--- START OF Extracted entries ---

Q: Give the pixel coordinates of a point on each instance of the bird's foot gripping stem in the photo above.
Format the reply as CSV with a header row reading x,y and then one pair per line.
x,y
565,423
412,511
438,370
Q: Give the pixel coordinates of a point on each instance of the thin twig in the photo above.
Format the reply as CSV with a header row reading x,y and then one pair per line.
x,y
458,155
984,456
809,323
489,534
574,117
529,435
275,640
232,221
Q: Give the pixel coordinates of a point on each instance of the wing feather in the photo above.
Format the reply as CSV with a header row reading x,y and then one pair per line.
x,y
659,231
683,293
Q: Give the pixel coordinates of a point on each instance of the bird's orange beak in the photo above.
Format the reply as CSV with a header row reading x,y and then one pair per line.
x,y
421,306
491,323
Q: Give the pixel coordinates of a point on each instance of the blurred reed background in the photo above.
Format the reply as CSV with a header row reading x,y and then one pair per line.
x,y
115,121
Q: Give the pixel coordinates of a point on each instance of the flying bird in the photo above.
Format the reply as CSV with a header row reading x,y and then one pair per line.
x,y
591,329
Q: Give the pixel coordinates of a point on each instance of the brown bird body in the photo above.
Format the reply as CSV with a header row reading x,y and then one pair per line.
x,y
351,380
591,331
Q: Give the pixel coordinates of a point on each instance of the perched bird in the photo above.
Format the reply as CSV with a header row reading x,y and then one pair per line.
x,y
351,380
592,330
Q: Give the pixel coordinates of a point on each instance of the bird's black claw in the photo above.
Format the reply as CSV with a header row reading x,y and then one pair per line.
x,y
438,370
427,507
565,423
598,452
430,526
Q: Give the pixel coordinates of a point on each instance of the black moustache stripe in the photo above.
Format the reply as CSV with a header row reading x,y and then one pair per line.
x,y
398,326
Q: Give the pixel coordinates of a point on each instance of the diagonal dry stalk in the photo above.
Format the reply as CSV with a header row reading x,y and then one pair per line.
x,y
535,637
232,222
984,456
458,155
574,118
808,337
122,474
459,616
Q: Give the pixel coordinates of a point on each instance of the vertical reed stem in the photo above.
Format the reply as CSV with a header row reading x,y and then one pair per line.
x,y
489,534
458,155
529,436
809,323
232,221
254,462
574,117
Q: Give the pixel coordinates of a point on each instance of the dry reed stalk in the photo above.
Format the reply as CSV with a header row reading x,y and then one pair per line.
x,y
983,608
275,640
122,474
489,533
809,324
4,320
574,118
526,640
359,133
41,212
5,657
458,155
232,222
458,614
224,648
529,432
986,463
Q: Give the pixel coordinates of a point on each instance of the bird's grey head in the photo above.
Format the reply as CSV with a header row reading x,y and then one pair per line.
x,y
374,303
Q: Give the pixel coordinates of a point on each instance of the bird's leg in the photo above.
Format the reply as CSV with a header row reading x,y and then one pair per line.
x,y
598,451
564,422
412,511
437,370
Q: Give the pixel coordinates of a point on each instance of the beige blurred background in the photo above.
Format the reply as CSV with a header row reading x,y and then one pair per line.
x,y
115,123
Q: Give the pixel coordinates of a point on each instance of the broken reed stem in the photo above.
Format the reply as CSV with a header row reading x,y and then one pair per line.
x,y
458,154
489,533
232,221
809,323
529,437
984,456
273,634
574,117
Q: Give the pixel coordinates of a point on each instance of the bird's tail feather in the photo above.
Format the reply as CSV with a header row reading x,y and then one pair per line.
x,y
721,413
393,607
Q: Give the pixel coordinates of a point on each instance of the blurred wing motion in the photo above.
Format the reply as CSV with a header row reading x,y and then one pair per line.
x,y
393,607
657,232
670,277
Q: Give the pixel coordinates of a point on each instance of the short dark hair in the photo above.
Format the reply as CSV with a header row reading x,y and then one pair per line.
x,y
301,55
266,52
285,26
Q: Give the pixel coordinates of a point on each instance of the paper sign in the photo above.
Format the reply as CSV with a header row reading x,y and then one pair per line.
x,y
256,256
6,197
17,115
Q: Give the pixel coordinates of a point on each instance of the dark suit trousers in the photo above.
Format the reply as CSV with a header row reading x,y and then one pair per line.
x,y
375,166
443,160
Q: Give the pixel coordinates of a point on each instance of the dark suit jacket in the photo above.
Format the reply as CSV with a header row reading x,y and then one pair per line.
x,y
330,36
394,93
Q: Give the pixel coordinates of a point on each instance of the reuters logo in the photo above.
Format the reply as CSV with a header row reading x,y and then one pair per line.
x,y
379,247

--- END OF Extracted entries ---

> Objective
Write out the records again, starting with the line that contains "trousers in the photo above." and going on through the end of the records, and add 141 to every x and y coordinate in the answers.

> Response to the exercise
Q: Give the pixel coordinates of a point on each instance of the dark suit trousers in the photo above.
Format the reply as CSV with a header row reading x,y and then one pair per line.
x,y
516,307
584,301
Q: Give the pixel coordinates of a point on each instance of the dark suit jacket in the photo above.
Format the reply as CSV with a header row reading x,y and then one pair per line.
x,y
471,177
535,234
Q: Give the pixel coordinates of a point on each instance of the reuters logo in the photo above.
Format the reply as CSV with a header row reading x,y and then one pair per line.
x,y
520,388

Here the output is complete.